**Yönerge**
Vergi cezalarıyla ilgili metinde, meslek mensuplarından hata yapmamalarını beklemenin insafsız bir yaklaşım olarak nitelendirildiği koşulları lütfen tek tek sıralayın.

**Verilen Metin**

------

Bu durum küçük işletmelerde ciddi derecede faaliyetlerini sürdürme zorluğu yaratabileceği gibi ülkemiz ekonomisi de bundan zarar görebilecektir. Yine 2023 dönemine ait enflasyon düzeltmesinin, 2024 dönemine olan olası vergi etkisinin henüz değerlendirilemediği, uygulamada önemli belirsizliklerin olduğu, beklenen açıklamaların henüz yapılmadığı bir ortamda geçici vergi dönemlerinde enflasyon düzeltmesi yapılması sağlıklı sonuçlar doğurmayacaktır.
Geçtiğimiz hafta TBMM’de Vergi Kanunlarında değişiklik öngören bir Kanun kabul edilmiştir. Bu Kanun ile usule ilişkin işlemlerde hata yapılması halinde uygulanacak cezalar fahiş rakamlar olarak belirlenmiş, tek bir bildirimin atlanması halinde uygulanacak cezalar 60.000 TL olarak öngörülmüştür. Başka bir anlatımla, en küçük ve masum bir hata ya da unutkanlığın bedeli, bir aylık gelirle ödenemeyecek hale getirilmiştir.
Hemen her gün mali mevzuatımızda değişiklik olurken, yeni bir beyan ve bildirim getirilirken, mevcut beyannamelerin içerikleri değiştirilirken ve tek bir mükellef için bir ayda onlarca beyan ve bildirim istenirken, meslek mensuplarının hata yapmamalarını beklemek, insafsız bir yaklaşımdır. Yapılan hatanın doğurduğu etkiyi dikkate almadan, vergi kayıp kaçağı olup olmadığını sorgulamadan, insanlara tepeden ceza yağdırmak modern devlet ilkelerine aykırıdır.
Bakanlığın hazırladığı bu ve benzer kanunlar sebebiyle, yakında muhasebe mesleğini layıkıyla icra edecek meslek mensubu kalmayacaktır. Bu şartlar altında muhasebe mesleğinin ve muhasebe ofislerinin sürdürülebilirliği büyük tehlike altındadır. Bu durumda da en büyük zararı yine devletimiz görecektir.
Mesleğimizin ve meslektaşımızın onlarca sorunu çözüm beklemektedir. Mali Müşavirlerin iş yükünü hafifletecek çözüm önerileri Hazine ve Maliye Bakanlığı yetkililerine hem yazılı hem de sözlü olarak birçok kez aktarılmıştır. Bu çözüm önerilerimize kulak tıkayan Bakanlığımız, sorumluluk yüklemede ve cezalandırmada son derece hızlı davranmaktadır.

------

**Toplanan Veri**

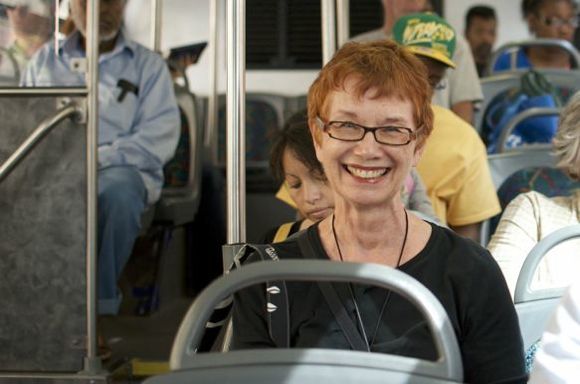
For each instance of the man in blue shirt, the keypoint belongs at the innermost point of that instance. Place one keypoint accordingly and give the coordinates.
(138, 131)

------

**Yanıt**
- Mali mevzuatta hemen her gün değişiklik olması
- Yeni bir beyan ve bildirim getirilmesi
- Mevcut beyannamelerin içeriklerinin değiştirilmesi
- Tek bir mükellef için bir ayda onlarca beyan ve bildirim istenmesi